• [DOCUMENT]:
--------------------------------
R. Blakeslee Gilpin’s John Brown Still Lives! is an ambitious, persuasive study of the historical role that the popular memory of the martyred abolitionist has played in America in times of social tension, notably during episodes when “long-standing hierarchies of race, class, and gender” have been at issue (2). Indebted to David Blight’s path-breaking research on the collective memory of the Civil War and John Stauffer’s work on Brown, Gilpin’s readable, sometimes witty, study of Brown’s social memory won the C. Vann Woodward Dissertation Prize of the Southern Historical Association.

His thesis is straightforward if, as his subtitle implies, complex. Hanged by the state of Virginia on December 2, 1859, for crimes arising from his abortive attempt to free Virginia’s slaves by seizing Harpers Ferry, John Brown has been used repeatedly through the generations since that “invasion” as a “dynamic platform” for discussions involving the confrontation of violence and egalitarianism disputes that portended dramatic change (1, 2). Gilpin says the episodes he relates reveal that “amnesia, hypocrisy, and conservatism still define America’s perpetual negotiations with its founding principles” (2). But if Americans have long defended social hierarchies, as he claims, they have also repudiated privileged orders, as he shows. Quoting Barack Obama’s The Audacity of Hope, Gilpin acknowledges that the “spirit of liberty” proclaimed in Jefferson’s Declaration of Independence did not presumably extend to slaves (194). Given the role that the founders’ principles ostensibly played in the tumultuous years after Brown’s death, Gilpin might have articulated those revered doctrines more explicitly.
--------------------------------
• [RECORDED INFORMATION]:

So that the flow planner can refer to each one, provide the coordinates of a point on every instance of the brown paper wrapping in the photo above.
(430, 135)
--------------------------------
• [OBJECTIVE]:
Answer these questions from the John Brown review:
1. What prize did Gilpin's study win?
2. On what date was John Brown hanged, and by which state?
3. Which book does Gilpin quote about the "spirit of liberty"?

• [ANSWER BELOW]:
1. The C. Vann Woodward Dissertation Prize of the Southern Historical Association.
2. December 2, 1859, by the state of Virginia.
3. Barack Obama's The Audacity of Hope.